Исходный текст:
-.-.-
Весной 1855 г., в обстановке общественного подъема, наступившего после смерти Николая I, Некрасов задумал выпустить сборник своих стихов, который должен был подвести итоги всей его поэтической работе.
Поэт долго и тщательно трудился надсоставлением и композицией будущей книги; для нее были отобраны всего 73 произведения разных жанров, в том числе «Колыбельная песня», считавшаяся еще недавно «опасной», и поэма «Саша».
Некрасов хотел представить на суд читателей самое значительное из написанного к тому времени. Сборник, вышедший в октябре 1856 г., открывался диалогом «Поэт и гражданин»; эта поэтическая декларация была еще не известна читающей публике и только случайно избежала цензурного вмешательства.
Собранные вместе стихи Некрасова произвели огромное впечатление на современников, вызвали небывалый интерес и множество откликов. «Теперь Вы дали нам книгу, какой не бывало еще в русской литературе...», — писал Некрасову Чернышевский. «Что ни толкуй его противники — а популярнее его нет теперь у нас писателя...», — говорил в письме Тургенев.
В другом письме он же, размышляя о только что прочитанной книге стихов, заметил: «А Некрасова стихотворения, собранные в один фокус, — жгутся». И это была правда. Не только в читательских кругах, но и в литературной среде некрасовский сборник явился откровением и открытием. Ведь многие стихи забылись, затерялись на страницах журналов и сборников, некоторые наиболее острые в социальном отношении вещи не печатались вовсе.
Теперь же поэт впервые предстал во весь рост перед обществом. И не заметить его было невозможно. Недаром книга была мгновенно распродана; о ее «неслыханном успехе» твердили и друзья, и враги. Вскоре начались и цензурные репрессии, но — было уже поздно. Единственное, чего могла добиться цензура, — это запрещения писать о книге Некрасова и цитировать ее в печати.
-.-.-
Задания для выполнения:
**1)** Каким произведением открывался сборник стихов Некрасова, о котором рассказывается в исходном тексте?
**2)** Подсчитайте, сколько строк в приведенных ниже записях содержат слово «trunk». В ответе укажите только число.

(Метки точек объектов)
-.-.-
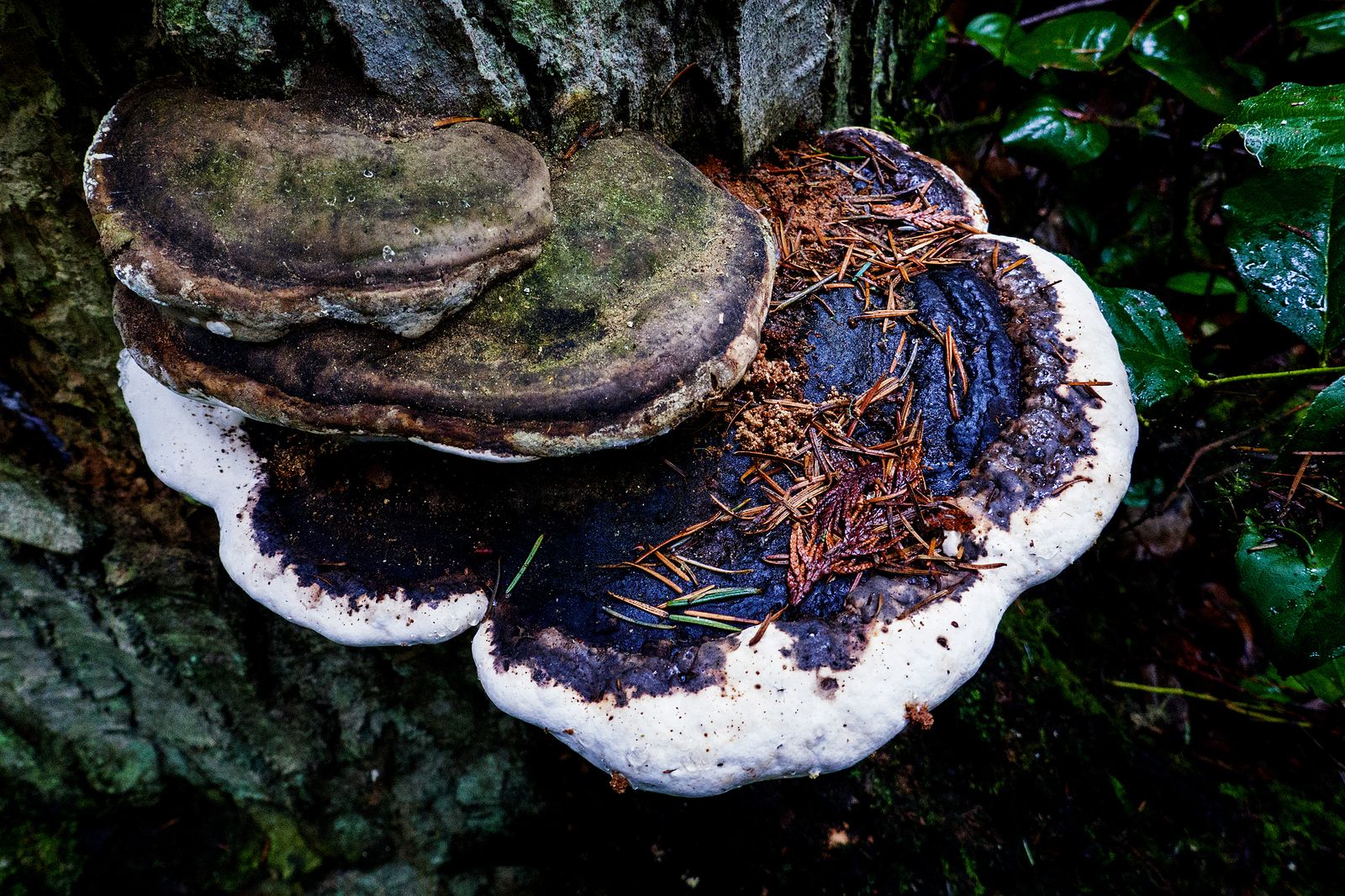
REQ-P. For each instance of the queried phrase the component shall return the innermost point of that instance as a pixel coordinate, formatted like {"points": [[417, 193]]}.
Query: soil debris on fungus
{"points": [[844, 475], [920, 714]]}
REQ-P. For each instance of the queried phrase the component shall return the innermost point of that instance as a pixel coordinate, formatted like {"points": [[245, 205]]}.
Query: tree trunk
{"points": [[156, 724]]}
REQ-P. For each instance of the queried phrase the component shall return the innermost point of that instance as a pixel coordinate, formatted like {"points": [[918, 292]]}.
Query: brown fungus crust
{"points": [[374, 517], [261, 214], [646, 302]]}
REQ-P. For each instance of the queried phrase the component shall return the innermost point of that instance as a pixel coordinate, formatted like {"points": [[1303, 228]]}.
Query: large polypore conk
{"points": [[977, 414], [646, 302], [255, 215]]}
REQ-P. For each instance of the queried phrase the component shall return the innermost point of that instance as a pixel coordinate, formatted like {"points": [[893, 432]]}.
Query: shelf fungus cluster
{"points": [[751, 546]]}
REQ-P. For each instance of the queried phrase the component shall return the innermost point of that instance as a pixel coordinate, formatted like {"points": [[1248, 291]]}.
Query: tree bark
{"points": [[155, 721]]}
-.-.-
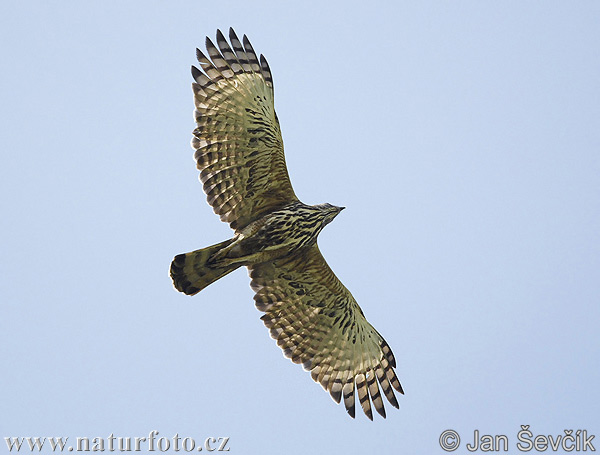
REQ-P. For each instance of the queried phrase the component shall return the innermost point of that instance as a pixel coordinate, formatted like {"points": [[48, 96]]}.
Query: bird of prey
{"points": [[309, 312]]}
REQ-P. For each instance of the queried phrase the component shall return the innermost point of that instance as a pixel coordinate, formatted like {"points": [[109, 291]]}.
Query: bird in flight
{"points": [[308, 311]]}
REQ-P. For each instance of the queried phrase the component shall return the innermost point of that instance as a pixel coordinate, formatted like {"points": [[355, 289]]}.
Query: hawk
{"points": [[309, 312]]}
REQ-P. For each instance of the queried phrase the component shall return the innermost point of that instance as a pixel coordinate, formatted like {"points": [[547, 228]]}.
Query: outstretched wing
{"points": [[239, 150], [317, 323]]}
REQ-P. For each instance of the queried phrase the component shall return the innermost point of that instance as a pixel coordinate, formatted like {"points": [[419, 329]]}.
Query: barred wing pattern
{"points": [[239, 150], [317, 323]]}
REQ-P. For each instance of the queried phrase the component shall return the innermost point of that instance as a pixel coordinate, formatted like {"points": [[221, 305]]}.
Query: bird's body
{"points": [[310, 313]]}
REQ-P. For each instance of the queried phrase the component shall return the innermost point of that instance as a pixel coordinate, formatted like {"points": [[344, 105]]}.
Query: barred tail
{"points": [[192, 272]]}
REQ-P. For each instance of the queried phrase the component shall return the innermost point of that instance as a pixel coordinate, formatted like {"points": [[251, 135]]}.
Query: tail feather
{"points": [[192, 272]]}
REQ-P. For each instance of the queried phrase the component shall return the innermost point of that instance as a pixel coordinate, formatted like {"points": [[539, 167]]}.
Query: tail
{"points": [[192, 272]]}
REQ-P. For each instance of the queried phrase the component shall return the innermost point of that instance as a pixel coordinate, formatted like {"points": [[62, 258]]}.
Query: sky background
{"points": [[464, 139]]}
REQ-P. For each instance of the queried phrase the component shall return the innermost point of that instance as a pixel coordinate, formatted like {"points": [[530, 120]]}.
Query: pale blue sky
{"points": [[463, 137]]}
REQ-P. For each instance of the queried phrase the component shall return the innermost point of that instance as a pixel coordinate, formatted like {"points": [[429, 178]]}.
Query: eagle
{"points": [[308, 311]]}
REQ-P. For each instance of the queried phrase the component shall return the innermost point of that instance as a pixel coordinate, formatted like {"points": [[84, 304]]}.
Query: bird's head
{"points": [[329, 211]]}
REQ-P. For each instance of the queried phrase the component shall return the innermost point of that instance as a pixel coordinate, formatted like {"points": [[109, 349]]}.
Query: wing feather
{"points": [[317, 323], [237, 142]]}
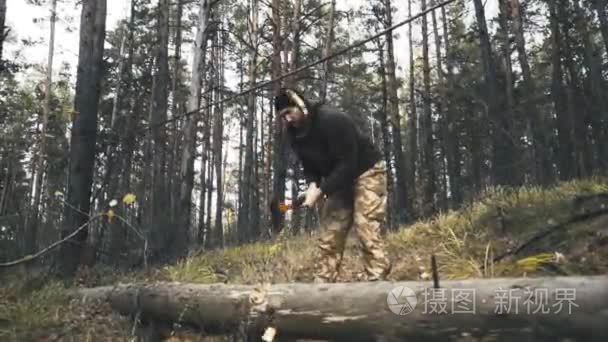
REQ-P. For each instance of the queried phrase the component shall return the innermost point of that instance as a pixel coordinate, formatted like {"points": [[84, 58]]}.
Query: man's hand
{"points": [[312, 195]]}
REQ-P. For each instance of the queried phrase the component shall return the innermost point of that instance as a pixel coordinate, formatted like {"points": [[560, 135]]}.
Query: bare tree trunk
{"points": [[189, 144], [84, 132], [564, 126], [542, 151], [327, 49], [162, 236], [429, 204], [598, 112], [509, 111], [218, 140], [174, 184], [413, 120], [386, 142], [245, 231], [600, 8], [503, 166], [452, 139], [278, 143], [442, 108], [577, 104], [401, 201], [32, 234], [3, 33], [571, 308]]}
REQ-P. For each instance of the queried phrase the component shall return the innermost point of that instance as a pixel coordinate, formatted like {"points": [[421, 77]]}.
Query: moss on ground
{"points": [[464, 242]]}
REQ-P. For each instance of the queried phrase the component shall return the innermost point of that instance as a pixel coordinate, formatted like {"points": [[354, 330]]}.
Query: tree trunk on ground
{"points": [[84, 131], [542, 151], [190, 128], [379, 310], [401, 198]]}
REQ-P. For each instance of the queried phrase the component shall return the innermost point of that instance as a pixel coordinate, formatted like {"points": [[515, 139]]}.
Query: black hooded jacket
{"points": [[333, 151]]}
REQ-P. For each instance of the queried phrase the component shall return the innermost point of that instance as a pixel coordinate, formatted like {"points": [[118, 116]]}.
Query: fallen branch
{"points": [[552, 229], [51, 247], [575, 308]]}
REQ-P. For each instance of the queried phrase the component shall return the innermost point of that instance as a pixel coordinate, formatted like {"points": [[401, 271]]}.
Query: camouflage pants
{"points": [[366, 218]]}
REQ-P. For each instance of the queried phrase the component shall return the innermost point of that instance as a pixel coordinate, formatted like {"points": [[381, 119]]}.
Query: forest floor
-.-.-
Ответы на задания:
**1)** Диалогом «Поэт и гражданин».

**2)** 3